**Stored data:**
::::::::::
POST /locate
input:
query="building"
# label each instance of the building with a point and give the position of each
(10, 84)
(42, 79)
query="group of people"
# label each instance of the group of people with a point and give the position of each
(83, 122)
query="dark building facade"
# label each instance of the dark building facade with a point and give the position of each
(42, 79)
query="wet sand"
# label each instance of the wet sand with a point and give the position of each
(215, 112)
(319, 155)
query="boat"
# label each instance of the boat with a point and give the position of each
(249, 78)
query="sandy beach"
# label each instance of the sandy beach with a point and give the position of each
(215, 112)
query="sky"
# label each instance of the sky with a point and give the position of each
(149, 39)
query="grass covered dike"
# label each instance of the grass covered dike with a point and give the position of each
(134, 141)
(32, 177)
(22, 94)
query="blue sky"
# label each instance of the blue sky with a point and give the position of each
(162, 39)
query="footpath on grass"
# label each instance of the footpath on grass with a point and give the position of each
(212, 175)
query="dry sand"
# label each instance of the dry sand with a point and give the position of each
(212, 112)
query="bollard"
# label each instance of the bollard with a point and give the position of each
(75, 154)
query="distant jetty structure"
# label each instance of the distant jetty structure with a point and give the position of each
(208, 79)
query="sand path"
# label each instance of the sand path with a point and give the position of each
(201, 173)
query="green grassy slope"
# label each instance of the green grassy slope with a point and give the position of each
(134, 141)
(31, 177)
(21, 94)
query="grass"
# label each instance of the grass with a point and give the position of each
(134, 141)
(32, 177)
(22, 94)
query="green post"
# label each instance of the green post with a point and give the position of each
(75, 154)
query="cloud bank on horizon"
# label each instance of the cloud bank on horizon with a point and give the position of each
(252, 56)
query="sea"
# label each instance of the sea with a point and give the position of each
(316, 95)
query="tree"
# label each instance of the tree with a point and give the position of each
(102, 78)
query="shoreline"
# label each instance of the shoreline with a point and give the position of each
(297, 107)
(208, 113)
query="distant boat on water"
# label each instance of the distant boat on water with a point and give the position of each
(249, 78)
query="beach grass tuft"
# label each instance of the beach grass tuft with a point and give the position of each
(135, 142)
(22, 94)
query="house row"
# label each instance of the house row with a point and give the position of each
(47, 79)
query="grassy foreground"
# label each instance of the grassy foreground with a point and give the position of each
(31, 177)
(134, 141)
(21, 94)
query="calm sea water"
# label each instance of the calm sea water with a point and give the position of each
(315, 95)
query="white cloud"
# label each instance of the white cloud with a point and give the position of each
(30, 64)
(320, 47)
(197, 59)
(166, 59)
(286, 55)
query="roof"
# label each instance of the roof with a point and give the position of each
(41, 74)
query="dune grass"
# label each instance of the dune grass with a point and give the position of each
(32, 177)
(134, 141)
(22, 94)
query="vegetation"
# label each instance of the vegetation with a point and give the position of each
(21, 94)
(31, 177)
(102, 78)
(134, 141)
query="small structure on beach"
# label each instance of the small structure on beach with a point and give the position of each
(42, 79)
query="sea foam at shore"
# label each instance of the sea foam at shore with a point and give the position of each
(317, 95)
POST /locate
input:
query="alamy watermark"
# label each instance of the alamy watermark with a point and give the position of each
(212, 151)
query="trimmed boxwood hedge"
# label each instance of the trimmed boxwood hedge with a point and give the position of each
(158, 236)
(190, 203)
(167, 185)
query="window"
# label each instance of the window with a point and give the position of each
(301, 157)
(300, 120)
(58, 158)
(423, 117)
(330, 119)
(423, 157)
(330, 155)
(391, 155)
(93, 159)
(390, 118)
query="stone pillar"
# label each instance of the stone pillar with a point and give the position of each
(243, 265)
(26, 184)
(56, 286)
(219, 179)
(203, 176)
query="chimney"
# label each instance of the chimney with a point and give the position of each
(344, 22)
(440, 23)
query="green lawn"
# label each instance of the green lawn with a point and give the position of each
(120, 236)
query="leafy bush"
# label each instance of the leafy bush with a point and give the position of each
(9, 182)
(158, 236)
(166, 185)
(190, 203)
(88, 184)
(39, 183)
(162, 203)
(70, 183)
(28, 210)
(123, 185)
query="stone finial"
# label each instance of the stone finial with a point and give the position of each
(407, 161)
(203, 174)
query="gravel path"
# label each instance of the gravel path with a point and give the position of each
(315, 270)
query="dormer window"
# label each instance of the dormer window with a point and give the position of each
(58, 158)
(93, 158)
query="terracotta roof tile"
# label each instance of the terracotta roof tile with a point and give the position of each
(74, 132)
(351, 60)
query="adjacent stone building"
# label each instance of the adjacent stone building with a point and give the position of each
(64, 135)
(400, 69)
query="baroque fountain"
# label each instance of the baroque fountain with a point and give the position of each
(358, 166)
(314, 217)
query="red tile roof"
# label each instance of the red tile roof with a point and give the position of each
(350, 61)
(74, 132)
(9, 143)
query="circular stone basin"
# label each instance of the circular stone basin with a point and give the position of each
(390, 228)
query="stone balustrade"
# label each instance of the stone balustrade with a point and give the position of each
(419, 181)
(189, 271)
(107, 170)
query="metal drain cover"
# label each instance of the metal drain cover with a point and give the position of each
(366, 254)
::::::::::
Each entry above is to be quoted exactly.

**Solution to this problem:**
POST /locate
input:
query="building"
# label each instance of the building with a point and give the position of each
(10, 84)
(42, 79)
query="group of people"
# label each instance of the group of people with a point and give the position of each
(83, 122)
query="dark building facade"
# label each instance of the dark building facade with a point and give the position of each
(42, 79)
query="wet sand"
# label each instance of the wet sand with a point and give the position of each
(215, 112)
(319, 155)
query="boat"
# label each instance of the boat with a point and give the position of each
(249, 78)
query="sandy beach"
# label each instance of the sandy beach with a point and give the position of each
(215, 112)
query="sky"
# label each instance of the sky with a point and give the position of each
(149, 39)
query="grass covered dike"
# label each instance of the grass covered dike with a point and give the position of each
(134, 141)
(32, 177)
(22, 94)
query="blue sky"
# label each instance of the blue sky with a point and give the position of each
(162, 39)
query="footpath on grass"
# label each instance of the footpath on grass with a point and give the position of each
(212, 175)
query="dry sand"
# label each instance of the dry sand with a point and give the position of each
(212, 112)
query="bollard"
# label each instance of the bollard with a point and give the position of each
(75, 154)
query="distant jetty structure"
# label each instance of the distant jetty structure with a point and give the position of each
(208, 79)
query="sand path"
# label each instance of the sand path with a point and give the position of each
(201, 173)
query="green grassy slope"
# label each instance of the green grassy slope with a point and give the position of each
(134, 141)
(31, 177)
(21, 94)
query="grass"
# label each instance of the grass with a point and give the position of each
(134, 141)
(32, 177)
(22, 94)
query="green post"
# label each instance of the green post with a point and give the position of each
(75, 154)
query="cloud bank on horizon"
# label each instance of the cloud bank on horizon with a point and give the position of each
(252, 56)
query="sea"
# label each instance of the sea with a point and give the position of each
(316, 95)
query="tree"
# label each instance of the tree with a point and give the position of each
(102, 78)
query="shoreline"
# label each instance of the shoreline with a point and give the position of each
(297, 107)
(208, 113)
query="distant boat on water"
# label each instance of the distant boat on water with a point and give the position of each
(249, 78)
query="beach grass tuft"
# label each instance of the beach grass tuft with a point and give the position of each
(135, 142)
(22, 94)
query="house row"
# label each instance of the house row with a point and give the position of each
(47, 79)
query="grassy foreground"
# label each instance of the grassy foreground with a point and give the position of each
(31, 177)
(134, 141)
(21, 94)
query="calm sea water"
# label each instance of the calm sea water with a point and give the position of each
(315, 95)
query="white cloud"
# label each instance of the white cloud with a point and give the position of each
(30, 64)
(320, 47)
(197, 59)
(166, 59)
(286, 55)
query="roof"
# label each instance of the roof with a point and give the position of each
(41, 74)
query="dune grass"
# label each instance of the dune grass with a point and give the position of each
(32, 177)
(134, 141)
(22, 94)
query="vegetation"
# label each instance of the vegetation with a point and give the position of each
(21, 94)
(31, 177)
(102, 78)
(134, 141)
query="small structure on beach"
# label each instance of the small structure on beach with a point and give the position of each
(42, 79)
query="sea foam at shore"
# label each instance of the sea foam at shore with a point and give the position of each
(317, 95)
POST /locate
input:
query="alamy watermark"
# label each instance of the alamy watermark with a point and give the position of each
(212, 151)
query="trimmed boxwood hedge"
# label each instance of the trimmed boxwood hedge with a point and give the position of each
(158, 236)
(190, 203)
(167, 185)
query="window"
# label each instance of the window with a point and give the position of each
(301, 157)
(300, 120)
(58, 158)
(423, 117)
(330, 119)
(423, 157)
(330, 155)
(391, 155)
(93, 159)
(390, 118)
query="stone pillar"
# label each instance of the stone pillar with a point and give the position of each
(243, 265)
(26, 184)
(56, 286)
(219, 179)
(203, 176)
query="chimney"
# label each instance of the chimney with a point and give the position of each
(344, 22)
(440, 23)
query="green lawn"
# label each instance of the green lawn with a point and give the position of each
(120, 236)
query="leafy bush"
# label each instance of the leafy bush with a point and give the position of each
(9, 182)
(158, 236)
(166, 185)
(190, 203)
(88, 184)
(39, 183)
(162, 203)
(70, 183)
(28, 210)
(123, 185)
query="stone finial"
# label each instance of the stone finial with a point and give the position of each
(407, 161)
(203, 174)
query="gravel path"
# label each instance of the gravel path with a point and give the position of each
(315, 270)
query="dormer window"
# label each instance of the dormer window with a point and give the position of each
(58, 158)
(93, 158)
query="terracotta roof tile"
# label each instance of the terracotta roof tile with a point and give the position of each
(74, 132)
(351, 60)
query="adjacent stone building"
# label each instance of the adjacent stone building with a point and give the position of each
(64, 135)
(400, 69)
query="baroque fountain"
# label each instance of the baroque fountain with a point and give the position of each
(358, 166)
(314, 217)
query="red tile roof"
# label each instance of the red tile roof with a point and give the position of each
(350, 61)
(74, 132)
(9, 143)
query="circular stone basin"
# label each instance of the circular stone basin with a point and give the position of each
(390, 228)
query="stone balustrade"
# label each instance of the stone balustrade with a point and give the position of each
(419, 181)
(189, 271)
(107, 170)
query="metal drain cover"
# label each instance of the metal drain cover with a point and give the position of each
(366, 254)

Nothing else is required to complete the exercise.